*Information given*
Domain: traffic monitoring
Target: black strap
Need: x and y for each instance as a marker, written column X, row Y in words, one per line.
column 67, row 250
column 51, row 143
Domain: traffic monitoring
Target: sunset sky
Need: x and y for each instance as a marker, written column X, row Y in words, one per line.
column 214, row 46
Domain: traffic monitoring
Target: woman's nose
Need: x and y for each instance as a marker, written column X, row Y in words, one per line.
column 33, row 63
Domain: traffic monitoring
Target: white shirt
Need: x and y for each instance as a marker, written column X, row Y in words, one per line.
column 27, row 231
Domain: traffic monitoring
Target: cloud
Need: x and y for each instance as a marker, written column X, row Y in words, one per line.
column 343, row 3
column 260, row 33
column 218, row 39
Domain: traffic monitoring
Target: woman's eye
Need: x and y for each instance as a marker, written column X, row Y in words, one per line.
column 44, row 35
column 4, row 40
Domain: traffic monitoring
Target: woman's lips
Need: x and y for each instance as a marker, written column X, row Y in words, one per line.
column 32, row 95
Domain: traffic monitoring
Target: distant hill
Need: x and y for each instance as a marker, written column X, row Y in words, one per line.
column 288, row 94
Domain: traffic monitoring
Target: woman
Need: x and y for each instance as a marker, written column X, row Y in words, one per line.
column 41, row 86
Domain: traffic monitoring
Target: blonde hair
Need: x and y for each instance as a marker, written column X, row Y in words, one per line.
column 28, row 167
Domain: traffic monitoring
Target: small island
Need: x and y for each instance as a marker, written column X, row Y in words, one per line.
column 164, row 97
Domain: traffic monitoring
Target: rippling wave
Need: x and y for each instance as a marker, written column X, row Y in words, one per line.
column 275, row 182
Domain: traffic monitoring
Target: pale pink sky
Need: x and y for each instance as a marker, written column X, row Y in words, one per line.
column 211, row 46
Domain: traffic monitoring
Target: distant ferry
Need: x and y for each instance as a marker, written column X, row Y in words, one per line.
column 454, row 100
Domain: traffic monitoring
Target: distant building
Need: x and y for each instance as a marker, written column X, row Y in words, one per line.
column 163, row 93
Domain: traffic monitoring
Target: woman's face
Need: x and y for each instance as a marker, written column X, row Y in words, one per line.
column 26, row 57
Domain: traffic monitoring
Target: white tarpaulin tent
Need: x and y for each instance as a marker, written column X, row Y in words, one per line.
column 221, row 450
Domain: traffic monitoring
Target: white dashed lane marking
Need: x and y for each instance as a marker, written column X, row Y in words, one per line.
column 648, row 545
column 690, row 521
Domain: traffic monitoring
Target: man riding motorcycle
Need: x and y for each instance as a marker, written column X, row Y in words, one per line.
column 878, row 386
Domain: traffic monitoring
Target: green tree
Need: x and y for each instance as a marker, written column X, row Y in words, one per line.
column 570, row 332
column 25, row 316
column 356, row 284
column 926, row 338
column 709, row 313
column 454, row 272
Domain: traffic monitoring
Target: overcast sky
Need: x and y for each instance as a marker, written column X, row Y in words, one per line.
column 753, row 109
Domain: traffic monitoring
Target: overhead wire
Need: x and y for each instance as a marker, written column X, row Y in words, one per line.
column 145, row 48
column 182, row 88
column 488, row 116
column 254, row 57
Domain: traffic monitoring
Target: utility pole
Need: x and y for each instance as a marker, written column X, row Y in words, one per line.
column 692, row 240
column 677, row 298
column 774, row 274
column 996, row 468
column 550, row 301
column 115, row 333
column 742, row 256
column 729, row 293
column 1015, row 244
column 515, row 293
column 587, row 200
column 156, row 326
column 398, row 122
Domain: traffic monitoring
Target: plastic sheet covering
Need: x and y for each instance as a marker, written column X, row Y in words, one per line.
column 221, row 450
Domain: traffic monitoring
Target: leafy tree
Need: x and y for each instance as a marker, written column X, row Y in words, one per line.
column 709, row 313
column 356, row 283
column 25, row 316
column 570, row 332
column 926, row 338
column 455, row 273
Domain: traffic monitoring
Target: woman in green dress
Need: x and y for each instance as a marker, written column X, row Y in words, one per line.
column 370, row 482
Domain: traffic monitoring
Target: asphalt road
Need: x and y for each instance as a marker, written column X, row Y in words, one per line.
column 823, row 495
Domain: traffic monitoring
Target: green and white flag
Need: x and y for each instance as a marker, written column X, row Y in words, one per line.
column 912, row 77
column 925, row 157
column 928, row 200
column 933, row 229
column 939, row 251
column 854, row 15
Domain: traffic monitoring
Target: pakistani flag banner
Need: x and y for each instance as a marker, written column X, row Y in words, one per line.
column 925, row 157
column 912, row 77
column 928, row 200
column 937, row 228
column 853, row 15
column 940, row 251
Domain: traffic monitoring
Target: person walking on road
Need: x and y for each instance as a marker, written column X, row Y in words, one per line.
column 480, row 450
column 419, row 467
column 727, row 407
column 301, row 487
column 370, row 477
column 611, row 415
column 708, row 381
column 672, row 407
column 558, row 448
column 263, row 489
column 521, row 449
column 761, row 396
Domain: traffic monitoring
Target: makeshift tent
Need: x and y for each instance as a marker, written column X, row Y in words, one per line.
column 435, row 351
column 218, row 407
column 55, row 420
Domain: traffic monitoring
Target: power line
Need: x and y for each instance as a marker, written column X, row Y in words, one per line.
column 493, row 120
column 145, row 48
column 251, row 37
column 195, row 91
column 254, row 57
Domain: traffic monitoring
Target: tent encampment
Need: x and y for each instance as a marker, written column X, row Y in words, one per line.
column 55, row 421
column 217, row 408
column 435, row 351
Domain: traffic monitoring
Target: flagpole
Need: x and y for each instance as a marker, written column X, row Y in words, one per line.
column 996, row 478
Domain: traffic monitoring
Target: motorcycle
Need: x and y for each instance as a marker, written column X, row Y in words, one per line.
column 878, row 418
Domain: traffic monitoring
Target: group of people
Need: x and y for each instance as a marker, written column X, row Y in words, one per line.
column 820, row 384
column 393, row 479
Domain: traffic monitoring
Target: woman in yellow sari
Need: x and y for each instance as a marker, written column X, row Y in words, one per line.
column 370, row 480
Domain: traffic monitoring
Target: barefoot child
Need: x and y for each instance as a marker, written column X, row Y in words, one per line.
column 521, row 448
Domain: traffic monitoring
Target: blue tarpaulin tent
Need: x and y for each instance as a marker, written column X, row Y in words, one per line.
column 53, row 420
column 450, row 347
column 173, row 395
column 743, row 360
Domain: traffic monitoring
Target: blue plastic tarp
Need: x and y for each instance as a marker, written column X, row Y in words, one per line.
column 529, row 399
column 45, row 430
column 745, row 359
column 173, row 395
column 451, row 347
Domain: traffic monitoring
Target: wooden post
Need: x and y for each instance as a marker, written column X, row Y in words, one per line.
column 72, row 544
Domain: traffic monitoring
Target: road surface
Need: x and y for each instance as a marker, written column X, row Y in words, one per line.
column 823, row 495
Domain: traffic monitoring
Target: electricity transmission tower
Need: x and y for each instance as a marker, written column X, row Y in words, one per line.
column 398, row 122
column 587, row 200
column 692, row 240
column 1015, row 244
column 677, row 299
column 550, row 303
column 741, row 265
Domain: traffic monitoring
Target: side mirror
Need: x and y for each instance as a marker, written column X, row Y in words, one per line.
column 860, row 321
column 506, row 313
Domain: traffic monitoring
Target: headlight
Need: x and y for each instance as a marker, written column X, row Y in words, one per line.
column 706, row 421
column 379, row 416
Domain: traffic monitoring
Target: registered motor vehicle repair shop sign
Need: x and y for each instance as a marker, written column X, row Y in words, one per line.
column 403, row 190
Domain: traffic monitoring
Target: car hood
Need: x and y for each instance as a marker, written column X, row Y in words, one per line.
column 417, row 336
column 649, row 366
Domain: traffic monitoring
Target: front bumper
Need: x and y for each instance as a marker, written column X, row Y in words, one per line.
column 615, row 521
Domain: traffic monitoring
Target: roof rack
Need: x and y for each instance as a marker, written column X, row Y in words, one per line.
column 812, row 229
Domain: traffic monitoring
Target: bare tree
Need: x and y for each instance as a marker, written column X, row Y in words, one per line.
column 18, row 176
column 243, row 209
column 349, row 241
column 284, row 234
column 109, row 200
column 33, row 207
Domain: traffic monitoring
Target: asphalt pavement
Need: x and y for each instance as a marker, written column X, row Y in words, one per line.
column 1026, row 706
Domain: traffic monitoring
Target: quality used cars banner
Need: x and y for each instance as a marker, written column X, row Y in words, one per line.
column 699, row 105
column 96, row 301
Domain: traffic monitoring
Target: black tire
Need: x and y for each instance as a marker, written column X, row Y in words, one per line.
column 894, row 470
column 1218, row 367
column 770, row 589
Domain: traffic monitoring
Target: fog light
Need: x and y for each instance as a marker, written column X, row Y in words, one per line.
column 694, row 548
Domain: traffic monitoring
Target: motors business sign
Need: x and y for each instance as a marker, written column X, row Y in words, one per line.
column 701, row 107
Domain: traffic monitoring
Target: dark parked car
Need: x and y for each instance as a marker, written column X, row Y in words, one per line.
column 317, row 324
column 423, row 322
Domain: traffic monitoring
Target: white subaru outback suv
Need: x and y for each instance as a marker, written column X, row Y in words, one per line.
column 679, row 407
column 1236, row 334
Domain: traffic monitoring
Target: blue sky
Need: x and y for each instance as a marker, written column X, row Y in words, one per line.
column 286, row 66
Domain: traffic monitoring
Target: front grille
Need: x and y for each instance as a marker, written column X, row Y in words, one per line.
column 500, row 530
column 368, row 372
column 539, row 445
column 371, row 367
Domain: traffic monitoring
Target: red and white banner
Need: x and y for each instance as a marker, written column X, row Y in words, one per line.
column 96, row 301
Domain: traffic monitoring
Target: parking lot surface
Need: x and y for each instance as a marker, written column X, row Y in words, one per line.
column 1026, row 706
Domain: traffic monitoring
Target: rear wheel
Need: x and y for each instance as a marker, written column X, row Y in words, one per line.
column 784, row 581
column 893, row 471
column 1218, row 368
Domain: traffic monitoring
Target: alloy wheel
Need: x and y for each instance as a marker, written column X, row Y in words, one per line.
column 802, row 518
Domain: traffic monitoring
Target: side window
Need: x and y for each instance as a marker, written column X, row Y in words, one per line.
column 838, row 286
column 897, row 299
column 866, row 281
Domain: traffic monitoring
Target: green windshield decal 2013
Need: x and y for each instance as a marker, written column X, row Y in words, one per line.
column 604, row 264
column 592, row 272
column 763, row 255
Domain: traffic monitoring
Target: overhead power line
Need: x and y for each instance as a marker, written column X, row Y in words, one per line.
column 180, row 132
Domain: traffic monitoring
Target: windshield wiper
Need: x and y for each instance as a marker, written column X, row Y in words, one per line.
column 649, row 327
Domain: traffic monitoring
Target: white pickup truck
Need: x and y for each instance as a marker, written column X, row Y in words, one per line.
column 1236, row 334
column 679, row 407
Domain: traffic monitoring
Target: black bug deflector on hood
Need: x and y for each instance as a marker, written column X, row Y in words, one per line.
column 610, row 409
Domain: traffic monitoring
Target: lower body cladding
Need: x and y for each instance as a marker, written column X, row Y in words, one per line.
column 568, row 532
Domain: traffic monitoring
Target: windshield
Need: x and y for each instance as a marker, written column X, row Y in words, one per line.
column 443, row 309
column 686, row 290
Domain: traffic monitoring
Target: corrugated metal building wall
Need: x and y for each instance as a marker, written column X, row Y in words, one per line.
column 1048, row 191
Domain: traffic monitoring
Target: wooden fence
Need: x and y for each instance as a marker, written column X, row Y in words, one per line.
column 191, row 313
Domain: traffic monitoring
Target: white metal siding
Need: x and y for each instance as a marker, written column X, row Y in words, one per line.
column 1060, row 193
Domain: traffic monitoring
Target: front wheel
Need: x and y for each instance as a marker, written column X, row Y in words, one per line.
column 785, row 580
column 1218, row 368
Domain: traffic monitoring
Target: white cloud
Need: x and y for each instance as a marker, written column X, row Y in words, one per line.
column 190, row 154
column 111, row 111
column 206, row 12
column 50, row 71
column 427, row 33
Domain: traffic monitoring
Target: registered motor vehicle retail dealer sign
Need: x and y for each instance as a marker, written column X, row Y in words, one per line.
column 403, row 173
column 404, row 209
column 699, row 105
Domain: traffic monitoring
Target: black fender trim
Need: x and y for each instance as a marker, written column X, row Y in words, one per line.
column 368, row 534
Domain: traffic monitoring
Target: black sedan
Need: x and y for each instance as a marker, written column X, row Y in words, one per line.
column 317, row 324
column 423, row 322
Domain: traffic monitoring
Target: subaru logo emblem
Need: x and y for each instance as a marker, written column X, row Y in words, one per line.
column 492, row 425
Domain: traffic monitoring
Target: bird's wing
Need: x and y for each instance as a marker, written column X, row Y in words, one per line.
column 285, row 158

*Task to complete*
Convert the material above into a Markdown table with the columns "Row Number" and "Line Text", starting at its first line and ending at the line that contains "column 218, row 39", both included. Give each line its own numbered row and omit any blank lines.

*The response*
| Row Number | Line Text |
|---|---|
| 1 | Domain: traffic monitoring |
| 2 | Target: black strap |
| 3 | Need: x and y for each instance as a marker, written column X, row Y in words, one per line. |
| 4 | column 67, row 250 |
| 5 | column 51, row 143 |
| 6 | Domain: traffic monitoring |
| 7 | Target: sunset sky |
| 8 | Need: x and y for each instance as a marker, written column X, row Y in words, one per line. |
| 9 | column 214, row 46 |
| 10 | Domain: traffic monitoring |
| 11 | Target: woman's nose |
| 12 | Need: x and y for each instance as a marker, written column X, row Y in words, one per line. |
| 13 | column 33, row 63 |
| 14 | Domain: traffic monitoring |
| 15 | Target: white shirt |
| 16 | Need: x and y for each instance as a marker, written column X, row Y in words, one per line. |
| 17 | column 27, row 231 |
| 18 | Domain: traffic monitoring |
| 19 | Target: cloud |
| 20 | Need: x and y for each instance as a marker, written column X, row Y in words, one per line. |
| 21 | column 343, row 3 |
| 22 | column 260, row 33 |
| 23 | column 218, row 39 |